Start DATASET RECORDS
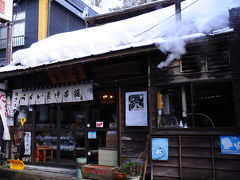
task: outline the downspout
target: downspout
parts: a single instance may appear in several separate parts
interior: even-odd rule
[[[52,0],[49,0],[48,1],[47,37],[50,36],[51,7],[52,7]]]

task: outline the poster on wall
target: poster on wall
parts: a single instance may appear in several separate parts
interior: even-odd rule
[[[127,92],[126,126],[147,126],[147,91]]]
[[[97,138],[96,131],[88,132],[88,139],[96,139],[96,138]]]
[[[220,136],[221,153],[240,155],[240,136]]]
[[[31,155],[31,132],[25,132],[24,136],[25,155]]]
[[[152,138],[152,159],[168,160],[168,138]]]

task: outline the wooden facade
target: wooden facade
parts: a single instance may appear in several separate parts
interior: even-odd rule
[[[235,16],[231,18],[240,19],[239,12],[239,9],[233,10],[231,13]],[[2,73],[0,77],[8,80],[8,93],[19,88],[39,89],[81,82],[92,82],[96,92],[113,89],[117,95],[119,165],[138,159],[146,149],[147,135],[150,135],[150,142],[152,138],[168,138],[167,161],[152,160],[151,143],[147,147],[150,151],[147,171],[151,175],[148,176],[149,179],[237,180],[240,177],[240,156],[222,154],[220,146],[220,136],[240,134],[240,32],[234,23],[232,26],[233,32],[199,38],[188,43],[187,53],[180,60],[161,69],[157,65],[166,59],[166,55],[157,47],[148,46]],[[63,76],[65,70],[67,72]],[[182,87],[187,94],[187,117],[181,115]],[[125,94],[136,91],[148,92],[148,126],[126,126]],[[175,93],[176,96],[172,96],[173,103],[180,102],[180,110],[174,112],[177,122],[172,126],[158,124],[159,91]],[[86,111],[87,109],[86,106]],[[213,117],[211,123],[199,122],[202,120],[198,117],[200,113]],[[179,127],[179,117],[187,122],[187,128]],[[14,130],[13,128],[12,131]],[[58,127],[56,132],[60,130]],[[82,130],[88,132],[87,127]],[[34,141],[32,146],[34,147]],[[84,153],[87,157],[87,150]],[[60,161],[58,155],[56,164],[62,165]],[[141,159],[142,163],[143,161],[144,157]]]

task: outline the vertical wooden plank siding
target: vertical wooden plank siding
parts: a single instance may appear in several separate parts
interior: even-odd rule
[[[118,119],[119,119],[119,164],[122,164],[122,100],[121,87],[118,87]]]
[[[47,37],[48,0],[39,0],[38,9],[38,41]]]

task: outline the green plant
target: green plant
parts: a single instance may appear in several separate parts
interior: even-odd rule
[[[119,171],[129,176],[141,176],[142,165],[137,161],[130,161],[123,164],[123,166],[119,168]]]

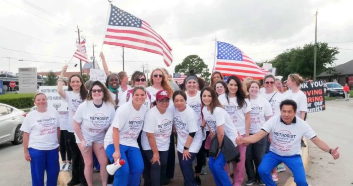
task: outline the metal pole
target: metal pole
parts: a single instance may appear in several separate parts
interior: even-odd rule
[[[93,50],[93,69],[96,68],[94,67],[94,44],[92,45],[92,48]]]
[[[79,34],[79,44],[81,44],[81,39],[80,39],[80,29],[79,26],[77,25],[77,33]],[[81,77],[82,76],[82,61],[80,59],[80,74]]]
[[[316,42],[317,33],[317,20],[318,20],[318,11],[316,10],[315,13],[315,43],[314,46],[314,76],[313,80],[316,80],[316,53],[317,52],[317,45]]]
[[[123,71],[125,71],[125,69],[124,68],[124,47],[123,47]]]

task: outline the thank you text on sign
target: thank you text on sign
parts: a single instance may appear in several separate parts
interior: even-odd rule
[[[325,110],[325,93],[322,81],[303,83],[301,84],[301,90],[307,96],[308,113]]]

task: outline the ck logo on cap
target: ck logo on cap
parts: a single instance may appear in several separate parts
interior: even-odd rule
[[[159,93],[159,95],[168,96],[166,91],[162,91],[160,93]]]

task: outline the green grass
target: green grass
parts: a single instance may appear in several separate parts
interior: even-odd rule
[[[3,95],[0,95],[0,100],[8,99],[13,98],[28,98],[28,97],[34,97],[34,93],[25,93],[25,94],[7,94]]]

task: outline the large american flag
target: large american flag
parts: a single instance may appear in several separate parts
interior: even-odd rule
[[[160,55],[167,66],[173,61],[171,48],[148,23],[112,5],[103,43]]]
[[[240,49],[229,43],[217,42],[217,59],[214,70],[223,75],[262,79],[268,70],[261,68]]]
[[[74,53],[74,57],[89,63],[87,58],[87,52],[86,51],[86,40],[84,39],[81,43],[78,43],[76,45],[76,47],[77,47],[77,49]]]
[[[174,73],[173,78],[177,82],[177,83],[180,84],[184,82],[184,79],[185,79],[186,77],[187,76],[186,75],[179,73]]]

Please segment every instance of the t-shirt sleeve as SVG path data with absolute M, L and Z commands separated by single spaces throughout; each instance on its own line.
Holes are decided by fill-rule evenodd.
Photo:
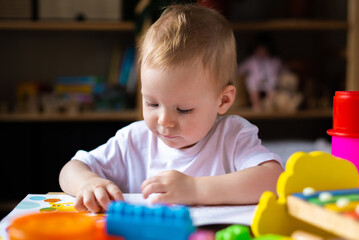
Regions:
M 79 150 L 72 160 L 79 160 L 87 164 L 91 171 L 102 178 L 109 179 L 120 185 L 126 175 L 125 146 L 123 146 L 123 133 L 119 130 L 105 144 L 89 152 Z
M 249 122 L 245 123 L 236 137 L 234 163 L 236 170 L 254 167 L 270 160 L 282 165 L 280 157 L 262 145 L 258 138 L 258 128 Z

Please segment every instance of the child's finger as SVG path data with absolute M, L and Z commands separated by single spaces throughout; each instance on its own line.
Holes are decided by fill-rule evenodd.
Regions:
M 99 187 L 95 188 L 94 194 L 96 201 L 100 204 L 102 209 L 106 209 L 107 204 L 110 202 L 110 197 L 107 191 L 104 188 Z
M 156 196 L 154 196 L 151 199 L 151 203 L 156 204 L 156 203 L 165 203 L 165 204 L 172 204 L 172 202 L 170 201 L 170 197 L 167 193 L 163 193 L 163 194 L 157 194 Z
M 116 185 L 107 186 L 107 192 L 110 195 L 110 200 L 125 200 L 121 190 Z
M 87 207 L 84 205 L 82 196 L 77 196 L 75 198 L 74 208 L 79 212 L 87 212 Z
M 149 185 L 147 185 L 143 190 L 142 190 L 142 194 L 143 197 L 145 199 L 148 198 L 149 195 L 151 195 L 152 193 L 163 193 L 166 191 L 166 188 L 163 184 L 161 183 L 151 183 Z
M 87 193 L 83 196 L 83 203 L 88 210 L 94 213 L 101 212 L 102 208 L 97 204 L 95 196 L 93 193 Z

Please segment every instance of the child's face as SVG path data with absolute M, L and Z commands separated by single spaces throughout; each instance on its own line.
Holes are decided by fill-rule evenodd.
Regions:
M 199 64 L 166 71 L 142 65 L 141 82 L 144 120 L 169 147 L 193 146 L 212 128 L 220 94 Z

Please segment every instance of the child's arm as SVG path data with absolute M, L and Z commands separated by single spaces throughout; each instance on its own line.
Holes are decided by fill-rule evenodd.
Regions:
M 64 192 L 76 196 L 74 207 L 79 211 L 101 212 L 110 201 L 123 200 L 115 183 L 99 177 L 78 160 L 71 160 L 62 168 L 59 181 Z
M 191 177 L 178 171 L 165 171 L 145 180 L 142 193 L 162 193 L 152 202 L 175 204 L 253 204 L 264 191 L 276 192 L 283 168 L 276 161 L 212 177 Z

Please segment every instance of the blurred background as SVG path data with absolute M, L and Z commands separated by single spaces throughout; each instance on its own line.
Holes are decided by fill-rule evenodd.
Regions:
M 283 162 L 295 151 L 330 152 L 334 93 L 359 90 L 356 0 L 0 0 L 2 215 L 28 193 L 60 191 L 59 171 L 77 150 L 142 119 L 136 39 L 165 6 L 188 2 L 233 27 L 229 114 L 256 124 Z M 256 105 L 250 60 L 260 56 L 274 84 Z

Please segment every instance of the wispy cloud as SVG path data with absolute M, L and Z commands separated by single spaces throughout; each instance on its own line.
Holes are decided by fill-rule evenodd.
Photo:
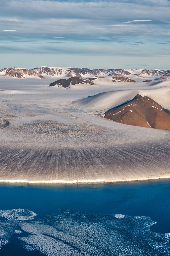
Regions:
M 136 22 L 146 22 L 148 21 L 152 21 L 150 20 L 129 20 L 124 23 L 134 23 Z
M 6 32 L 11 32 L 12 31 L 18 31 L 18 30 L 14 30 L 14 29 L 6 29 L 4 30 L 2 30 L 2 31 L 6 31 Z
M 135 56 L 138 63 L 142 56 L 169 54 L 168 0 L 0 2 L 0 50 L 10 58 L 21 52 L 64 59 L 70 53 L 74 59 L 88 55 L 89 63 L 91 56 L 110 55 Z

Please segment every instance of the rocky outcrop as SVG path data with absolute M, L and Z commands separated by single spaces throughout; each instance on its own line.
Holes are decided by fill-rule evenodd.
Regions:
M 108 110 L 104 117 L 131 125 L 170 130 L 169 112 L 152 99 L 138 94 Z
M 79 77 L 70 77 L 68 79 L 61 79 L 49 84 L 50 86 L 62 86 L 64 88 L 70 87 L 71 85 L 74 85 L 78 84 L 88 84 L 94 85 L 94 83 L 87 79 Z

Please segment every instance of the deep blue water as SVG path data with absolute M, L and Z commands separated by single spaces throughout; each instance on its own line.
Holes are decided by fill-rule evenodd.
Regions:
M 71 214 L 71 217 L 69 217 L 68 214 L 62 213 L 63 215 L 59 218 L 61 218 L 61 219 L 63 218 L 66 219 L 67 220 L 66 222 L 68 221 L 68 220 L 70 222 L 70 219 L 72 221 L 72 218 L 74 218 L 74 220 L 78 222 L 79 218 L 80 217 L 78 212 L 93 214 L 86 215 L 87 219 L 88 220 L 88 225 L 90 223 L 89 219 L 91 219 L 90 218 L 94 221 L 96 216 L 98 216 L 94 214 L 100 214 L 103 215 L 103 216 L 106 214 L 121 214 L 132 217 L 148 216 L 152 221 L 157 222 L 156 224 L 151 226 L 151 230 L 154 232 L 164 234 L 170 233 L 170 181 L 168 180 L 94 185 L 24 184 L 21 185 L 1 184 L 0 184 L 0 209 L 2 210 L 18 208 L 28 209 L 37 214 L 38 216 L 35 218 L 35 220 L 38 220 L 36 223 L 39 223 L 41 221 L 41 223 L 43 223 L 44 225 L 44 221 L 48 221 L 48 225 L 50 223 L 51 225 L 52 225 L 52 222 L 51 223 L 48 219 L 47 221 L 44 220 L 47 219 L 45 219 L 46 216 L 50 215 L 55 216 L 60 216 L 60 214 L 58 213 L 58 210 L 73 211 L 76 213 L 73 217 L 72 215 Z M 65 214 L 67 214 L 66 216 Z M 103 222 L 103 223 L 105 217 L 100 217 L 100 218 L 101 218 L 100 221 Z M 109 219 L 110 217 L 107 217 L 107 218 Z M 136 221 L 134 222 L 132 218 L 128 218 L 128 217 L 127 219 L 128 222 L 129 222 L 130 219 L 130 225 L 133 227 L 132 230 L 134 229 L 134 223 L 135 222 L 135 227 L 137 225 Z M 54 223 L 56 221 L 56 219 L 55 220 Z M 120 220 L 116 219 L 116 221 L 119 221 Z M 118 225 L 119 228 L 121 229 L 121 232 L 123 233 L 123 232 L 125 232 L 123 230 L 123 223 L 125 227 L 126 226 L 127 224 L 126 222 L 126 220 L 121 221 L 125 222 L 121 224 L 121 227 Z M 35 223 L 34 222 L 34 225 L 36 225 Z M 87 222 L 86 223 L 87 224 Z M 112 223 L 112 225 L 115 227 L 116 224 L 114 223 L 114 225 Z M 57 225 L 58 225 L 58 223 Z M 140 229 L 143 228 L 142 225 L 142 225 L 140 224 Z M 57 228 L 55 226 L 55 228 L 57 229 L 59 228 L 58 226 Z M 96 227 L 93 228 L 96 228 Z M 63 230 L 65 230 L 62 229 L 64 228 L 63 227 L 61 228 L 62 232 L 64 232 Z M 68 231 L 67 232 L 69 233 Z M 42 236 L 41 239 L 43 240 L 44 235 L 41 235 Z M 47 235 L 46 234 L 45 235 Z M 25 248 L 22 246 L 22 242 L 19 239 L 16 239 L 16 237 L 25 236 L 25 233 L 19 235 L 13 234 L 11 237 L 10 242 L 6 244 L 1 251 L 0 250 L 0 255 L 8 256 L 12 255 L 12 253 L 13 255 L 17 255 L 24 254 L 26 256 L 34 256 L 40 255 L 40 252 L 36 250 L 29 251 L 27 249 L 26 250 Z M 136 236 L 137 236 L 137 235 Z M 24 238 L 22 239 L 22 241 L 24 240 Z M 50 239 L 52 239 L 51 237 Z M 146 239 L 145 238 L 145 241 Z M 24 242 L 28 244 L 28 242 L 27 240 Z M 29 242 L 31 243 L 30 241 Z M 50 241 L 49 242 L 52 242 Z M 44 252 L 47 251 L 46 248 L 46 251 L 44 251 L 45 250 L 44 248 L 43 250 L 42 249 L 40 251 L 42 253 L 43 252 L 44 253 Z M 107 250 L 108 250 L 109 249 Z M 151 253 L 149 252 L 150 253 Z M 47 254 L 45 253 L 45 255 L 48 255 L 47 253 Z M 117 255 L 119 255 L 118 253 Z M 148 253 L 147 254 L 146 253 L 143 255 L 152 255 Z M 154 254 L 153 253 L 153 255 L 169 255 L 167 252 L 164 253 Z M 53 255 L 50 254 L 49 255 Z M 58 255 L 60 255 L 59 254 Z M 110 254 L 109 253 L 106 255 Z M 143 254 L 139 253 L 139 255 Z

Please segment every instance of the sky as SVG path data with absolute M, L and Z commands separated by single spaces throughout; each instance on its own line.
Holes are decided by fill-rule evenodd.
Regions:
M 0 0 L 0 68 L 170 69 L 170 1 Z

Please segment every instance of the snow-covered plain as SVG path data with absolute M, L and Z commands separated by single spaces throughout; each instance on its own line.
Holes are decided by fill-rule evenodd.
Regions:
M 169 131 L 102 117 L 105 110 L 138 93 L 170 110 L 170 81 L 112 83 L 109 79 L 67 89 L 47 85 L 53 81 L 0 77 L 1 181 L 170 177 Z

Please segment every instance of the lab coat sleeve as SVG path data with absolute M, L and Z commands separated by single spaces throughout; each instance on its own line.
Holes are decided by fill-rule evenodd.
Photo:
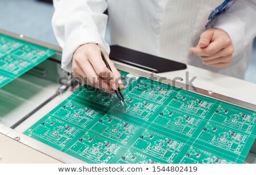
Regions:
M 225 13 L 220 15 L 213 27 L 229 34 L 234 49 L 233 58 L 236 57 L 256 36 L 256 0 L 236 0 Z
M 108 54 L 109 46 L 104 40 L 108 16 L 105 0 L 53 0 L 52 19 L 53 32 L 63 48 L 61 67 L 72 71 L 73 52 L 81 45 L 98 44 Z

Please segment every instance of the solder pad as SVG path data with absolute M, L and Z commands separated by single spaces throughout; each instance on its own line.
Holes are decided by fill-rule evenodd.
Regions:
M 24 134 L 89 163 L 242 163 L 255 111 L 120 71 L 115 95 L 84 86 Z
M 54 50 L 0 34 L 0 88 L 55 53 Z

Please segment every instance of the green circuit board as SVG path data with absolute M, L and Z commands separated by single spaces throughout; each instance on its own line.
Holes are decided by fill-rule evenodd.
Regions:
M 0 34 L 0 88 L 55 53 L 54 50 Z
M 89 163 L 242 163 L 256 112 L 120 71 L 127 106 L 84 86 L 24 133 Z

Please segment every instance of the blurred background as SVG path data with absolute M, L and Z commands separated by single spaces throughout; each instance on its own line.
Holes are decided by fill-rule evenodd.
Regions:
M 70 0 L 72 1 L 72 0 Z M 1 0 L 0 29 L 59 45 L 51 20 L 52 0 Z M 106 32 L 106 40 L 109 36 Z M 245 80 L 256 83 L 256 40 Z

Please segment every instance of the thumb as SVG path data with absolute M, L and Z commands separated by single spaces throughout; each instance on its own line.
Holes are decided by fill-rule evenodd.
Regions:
End DATASET RECORDS
* OBJECTIVE
Copy the lines of the data above word for word, starting at the line containing "Please segment every instance of the child's face" and ending with the line containing "M 283 162 L", both included.

* RESULT OF THIS TASK
Please segment every instance of the child's face as SVG path data with absolute M, L and Z commands separated by single spaces throughout; each instance on its own line.
Holes are decided by fill-rule evenodd.
Regions:
M 199 64 L 166 71 L 142 65 L 141 82 L 144 120 L 169 147 L 193 146 L 212 128 L 220 94 Z

Please segment every instance of the child's arm as SVG path data with absolute M, L and Z commands separated by single spaces throughout; each instance on its own line.
Holes are decided by fill-rule evenodd.
Regions:
M 64 192 L 76 196 L 74 207 L 79 211 L 101 212 L 110 201 L 123 200 L 115 183 L 99 177 L 78 160 L 71 160 L 62 168 L 59 181 Z
M 191 177 L 178 171 L 165 171 L 145 180 L 142 193 L 162 193 L 152 202 L 175 204 L 253 204 L 264 191 L 276 192 L 283 168 L 276 161 L 212 177 Z

Please segment every instance of the blurred background as SVG path data with absolute M, L and Z commands separated by single spaces throughout; each instance on its own line.
Holes are decided by fill-rule evenodd.
Regions:
M 283 162 L 295 151 L 330 152 L 334 93 L 359 90 L 356 0 L 0 0 L 2 215 L 28 193 L 60 191 L 59 171 L 77 150 L 142 119 L 136 39 L 165 6 L 188 2 L 233 27 L 229 114 L 256 124 Z M 256 105 L 250 60 L 260 56 L 274 84 Z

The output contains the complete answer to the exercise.